• INFORMATION PROVIDED:
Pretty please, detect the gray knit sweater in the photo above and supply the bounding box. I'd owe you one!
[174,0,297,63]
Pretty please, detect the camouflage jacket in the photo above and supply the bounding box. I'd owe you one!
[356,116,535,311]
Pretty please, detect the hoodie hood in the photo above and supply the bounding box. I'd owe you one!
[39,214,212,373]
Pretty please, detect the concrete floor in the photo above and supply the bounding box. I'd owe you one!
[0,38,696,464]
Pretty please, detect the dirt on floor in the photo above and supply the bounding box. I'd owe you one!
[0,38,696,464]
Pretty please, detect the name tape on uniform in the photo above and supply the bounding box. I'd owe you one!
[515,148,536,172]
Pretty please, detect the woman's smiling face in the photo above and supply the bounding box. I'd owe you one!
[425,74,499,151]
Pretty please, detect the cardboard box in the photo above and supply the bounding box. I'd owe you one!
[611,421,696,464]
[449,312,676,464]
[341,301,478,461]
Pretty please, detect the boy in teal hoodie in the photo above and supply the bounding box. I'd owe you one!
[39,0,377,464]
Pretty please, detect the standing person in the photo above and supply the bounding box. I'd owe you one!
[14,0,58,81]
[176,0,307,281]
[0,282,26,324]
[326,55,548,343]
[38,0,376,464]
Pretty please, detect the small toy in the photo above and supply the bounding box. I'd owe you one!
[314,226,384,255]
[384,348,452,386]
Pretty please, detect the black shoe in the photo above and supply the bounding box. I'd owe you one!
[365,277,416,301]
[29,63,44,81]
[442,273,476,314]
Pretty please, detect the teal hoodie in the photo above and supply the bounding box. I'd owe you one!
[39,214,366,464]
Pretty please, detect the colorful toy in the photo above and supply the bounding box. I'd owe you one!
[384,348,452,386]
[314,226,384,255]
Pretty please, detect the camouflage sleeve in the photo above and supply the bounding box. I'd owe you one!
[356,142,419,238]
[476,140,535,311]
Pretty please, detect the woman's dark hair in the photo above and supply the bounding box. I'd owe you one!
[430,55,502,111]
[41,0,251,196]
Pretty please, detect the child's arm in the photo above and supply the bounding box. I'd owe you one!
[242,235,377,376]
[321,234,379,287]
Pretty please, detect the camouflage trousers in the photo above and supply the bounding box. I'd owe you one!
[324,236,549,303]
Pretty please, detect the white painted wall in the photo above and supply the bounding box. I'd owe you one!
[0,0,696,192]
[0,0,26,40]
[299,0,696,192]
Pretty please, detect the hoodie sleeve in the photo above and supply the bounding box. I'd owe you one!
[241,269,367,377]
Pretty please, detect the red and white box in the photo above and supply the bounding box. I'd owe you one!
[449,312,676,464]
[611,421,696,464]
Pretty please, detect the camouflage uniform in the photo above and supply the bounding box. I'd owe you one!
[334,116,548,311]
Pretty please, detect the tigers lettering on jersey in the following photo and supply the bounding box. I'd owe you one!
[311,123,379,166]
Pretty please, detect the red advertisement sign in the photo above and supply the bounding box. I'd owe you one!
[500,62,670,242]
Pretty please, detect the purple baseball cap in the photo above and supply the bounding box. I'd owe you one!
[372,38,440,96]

• TASK GOAL:
Return, word for word, only the lines from the one containing "Pretty please, detect the woman's dark" through the final line of the entries, both included.

• SOLUTION TO THIS EXERCISE:
Pretty please, detect the woman's dark hair in the photo above and supply the bounding box. I'd owe you one!
[430,55,502,111]
[41,0,251,196]
Pretty please, detect the child's arm in the photo above and supply the bounding box. I'd owe you one!
[242,235,377,376]
[321,234,379,287]
Pretty please, detect the camouflage trousers in the photo above and supply the bounding box. I'd owe you one!
[324,236,549,303]
Pretty please, detect the white painted wall in the photo above and supply the bounding box. I'd owe you one!
[0,0,696,192]
[0,0,26,40]
[299,0,696,192]
Pretty please, detect the hoodie sleeve in the photo above and supply the bounding box. I'd owe you one!
[241,269,367,377]
Pretty please, detect the red and white box in the photo above and supply the bounding box. I'd owe you one!
[449,312,676,464]
[611,421,696,464]
Pretty please, detect the camouflage uniform in the photo above and supply the bounding box. I'd owe you one!
[334,116,548,311]
Pretty please, detect the tigers lettering on jersey in the following photo and supply the bounding box. I'd owe you one!
[311,123,379,166]
Pretty please, detect the red advertisement sign in the photo above and supply the bounding box. I'd owe you one!
[500,62,670,242]
Pretty please, detect the purple baseball cap in the photo above and supply the bounding box. I'd owe you one!
[372,38,440,96]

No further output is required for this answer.